◆ GESTELLTE AUFGABE
Bearbeite die Zeilen zwischen der Zeile mit „target: floor tile“ und der Zeile mit „[[[164,233],[164,231],[161,228],[140,227],[139,230],[141,233]]]“, beide eingeschlossen, indem du „even-odd“ durch „nonzero“ ersetzt und alles andere unverändert lässt. Gib nur diese Zeilen aus.

(Daten zur Formbeschriftung)
■ ■ ■ ■ ■ ■ ■
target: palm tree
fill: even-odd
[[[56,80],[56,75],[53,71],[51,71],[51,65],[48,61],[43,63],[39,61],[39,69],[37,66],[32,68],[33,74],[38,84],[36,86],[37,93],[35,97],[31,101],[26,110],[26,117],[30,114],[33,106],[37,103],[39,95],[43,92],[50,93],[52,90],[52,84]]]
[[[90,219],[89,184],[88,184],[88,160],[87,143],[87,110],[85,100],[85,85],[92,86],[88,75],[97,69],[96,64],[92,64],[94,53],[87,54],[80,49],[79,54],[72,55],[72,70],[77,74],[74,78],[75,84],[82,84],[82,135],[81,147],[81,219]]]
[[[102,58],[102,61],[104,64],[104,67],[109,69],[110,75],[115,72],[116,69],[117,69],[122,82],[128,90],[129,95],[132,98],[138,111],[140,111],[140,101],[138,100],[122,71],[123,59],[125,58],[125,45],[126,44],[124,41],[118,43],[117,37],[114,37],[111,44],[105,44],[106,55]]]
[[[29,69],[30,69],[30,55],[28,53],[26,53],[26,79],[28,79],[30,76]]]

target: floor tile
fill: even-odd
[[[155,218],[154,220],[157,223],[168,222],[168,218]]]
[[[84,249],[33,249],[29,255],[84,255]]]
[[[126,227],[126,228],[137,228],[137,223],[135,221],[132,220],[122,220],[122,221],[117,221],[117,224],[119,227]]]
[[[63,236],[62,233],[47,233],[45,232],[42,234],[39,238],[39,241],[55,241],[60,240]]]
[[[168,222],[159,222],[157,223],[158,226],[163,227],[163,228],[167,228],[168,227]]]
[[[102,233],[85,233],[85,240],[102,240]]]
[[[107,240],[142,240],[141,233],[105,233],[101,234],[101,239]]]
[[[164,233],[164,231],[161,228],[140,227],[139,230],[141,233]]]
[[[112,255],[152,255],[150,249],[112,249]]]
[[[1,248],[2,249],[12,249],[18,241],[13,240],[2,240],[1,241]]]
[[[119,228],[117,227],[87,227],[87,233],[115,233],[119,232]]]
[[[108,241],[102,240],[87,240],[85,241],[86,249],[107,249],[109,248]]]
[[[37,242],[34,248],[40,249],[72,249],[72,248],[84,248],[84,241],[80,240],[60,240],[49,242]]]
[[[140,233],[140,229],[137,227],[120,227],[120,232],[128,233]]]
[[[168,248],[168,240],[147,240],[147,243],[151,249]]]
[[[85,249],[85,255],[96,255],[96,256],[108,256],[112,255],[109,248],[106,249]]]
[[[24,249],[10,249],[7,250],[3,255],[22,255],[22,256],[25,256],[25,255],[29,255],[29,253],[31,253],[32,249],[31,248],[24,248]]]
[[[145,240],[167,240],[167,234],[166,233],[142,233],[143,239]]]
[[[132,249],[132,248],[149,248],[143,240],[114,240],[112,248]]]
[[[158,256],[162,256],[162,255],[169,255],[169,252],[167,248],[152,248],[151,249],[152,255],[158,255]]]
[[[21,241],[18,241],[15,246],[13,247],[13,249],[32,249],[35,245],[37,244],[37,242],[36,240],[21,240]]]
■ ■ ■ ■ ■ ■ ■
◆ ANTWORT ZUR AUFGABE
target: floor tile
fill: nonzero
[[[155,218],[154,220],[157,223],[168,222],[168,218]]]
[[[84,249],[33,249],[29,255],[84,255]]]
[[[126,227],[126,228],[137,228],[137,223],[135,221],[132,220],[122,220],[122,221],[117,221],[117,224],[119,227]]]
[[[63,236],[62,233],[47,233],[45,232],[42,234],[39,238],[39,241],[55,241],[60,240]]]
[[[168,222],[159,222],[157,223],[158,226],[163,227],[163,228],[167,228],[168,227]]]
[[[102,233],[85,233],[85,240],[102,240]]]
[[[107,240],[142,240],[141,233],[105,233],[101,234],[101,239]]]
[[[164,233],[164,231],[161,228],[140,227],[139,230],[141,233]]]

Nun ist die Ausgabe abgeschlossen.